» **Task to complete**
Identify each line in the following data that contains the word "entry" and copy it out. Matching is case-sensitive.

= = = =

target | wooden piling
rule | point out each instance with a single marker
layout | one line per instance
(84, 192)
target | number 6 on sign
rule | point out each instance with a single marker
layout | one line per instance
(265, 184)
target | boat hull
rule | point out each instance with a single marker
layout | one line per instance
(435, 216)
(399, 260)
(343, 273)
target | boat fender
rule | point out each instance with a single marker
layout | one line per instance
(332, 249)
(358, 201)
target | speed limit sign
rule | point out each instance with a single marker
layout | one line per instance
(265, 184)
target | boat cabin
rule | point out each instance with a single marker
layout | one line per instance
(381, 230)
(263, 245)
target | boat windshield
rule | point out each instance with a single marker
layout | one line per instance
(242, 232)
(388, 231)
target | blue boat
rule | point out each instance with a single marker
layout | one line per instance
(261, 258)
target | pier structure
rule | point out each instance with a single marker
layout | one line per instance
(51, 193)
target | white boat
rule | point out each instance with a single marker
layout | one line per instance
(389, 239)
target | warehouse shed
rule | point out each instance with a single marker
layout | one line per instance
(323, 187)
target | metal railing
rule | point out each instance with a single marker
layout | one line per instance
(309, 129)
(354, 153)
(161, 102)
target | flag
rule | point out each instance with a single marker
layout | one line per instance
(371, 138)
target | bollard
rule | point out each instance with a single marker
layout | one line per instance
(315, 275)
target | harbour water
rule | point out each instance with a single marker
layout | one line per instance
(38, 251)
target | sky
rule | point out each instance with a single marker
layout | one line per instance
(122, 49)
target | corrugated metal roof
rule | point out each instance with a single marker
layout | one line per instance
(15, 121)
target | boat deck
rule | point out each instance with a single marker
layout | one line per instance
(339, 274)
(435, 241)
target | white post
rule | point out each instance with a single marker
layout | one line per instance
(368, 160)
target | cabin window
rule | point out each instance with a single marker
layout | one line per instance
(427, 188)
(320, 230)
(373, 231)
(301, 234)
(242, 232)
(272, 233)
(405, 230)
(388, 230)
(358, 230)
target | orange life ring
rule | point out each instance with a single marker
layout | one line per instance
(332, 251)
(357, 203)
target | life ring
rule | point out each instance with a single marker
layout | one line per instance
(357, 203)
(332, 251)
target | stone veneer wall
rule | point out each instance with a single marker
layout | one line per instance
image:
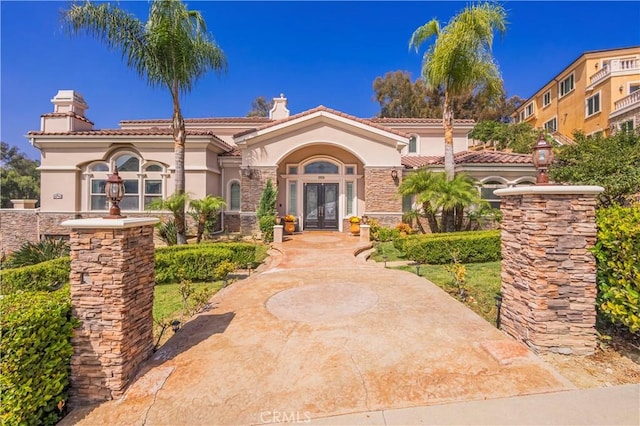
(381, 195)
(251, 191)
(112, 281)
(548, 273)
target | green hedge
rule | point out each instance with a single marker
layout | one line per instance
(617, 253)
(45, 276)
(469, 247)
(35, 356)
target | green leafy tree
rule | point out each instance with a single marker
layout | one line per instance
(205, 212)
(260, 107)
(172, 50)
(460, 61)
(611, 162)
(439, 196)
(266, 212)
(19, 177)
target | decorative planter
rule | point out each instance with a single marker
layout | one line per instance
(289, 227)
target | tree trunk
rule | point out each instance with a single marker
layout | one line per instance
(179, 138)
(447, 122)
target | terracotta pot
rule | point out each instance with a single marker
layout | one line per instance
(289, 227)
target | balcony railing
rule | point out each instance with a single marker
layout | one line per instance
(615, 66)
(627, 100)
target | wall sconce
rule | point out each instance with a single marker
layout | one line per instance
(394, 175)
(114, 190)
(542, 158)
(247, 172)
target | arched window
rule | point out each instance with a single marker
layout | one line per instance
(234, 196)
(322, 168)
(140, 188)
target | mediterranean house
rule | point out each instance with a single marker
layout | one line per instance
(599, 92)
(327, 165)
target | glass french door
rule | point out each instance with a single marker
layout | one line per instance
(321, 206)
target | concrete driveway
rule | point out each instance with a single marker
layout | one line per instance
(317, 333)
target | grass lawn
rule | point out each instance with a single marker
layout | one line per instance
(167, 304)
(483, 282)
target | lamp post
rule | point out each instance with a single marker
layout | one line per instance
(542, 158)
(114, 190)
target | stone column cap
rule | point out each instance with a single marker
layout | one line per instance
(127, 222)
(549, 190)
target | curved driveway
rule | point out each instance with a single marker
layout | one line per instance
(319, 332)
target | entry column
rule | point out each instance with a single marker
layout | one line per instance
(112, 282)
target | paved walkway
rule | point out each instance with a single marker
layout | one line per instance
(320, 333)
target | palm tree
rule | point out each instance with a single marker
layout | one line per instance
(420, 184)
(204, 212)
(172, 49)
(460, 61)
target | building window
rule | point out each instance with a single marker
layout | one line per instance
(293, 198)
(528, 110)
(322, 168)
(98, 197)
(593, 105)
(551, 125)
(486, 193)
(626, 126)
(140, 188)
(413, 144)
(407, 203)
(566, 85)
(234, 196)
(349, 193)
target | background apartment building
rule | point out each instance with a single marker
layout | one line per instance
(598, 92)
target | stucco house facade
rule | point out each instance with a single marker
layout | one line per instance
(327, 165)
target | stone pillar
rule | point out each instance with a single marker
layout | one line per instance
(548, 273)
(365, 233)
(278, 231)
(112, 282)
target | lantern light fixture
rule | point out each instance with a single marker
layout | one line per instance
(542, 158)
(114, 190)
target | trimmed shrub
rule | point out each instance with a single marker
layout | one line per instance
(31, 253)
(468, 247)
(35, 356)
(192, 265)
(617, 253)
(45, 276)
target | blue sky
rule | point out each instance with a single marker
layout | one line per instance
(316, 53)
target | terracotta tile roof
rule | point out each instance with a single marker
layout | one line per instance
(153, 131)
(391, 120)
(68, 114)
(322, 108)
(468, 157)
(242, 120)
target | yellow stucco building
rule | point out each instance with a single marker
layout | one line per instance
(598, 92)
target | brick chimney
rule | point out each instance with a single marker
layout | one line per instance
(279, 110)
(68, 113)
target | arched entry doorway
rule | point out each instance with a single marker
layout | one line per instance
(321, 190)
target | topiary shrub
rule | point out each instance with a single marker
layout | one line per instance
(469, 247)
(35, 356)
(45, 276)
(617, 253)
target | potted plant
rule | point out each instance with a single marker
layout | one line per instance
(289, 223)
(355, 225)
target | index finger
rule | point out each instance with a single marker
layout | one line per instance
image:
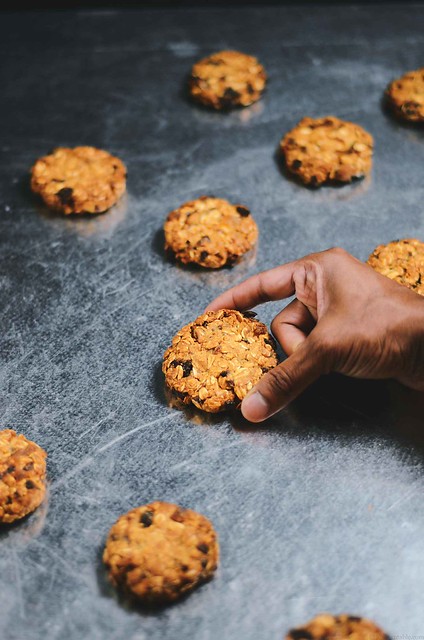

= = = =

» **Answer to the problem**
target | entry column
target | arched entry doorway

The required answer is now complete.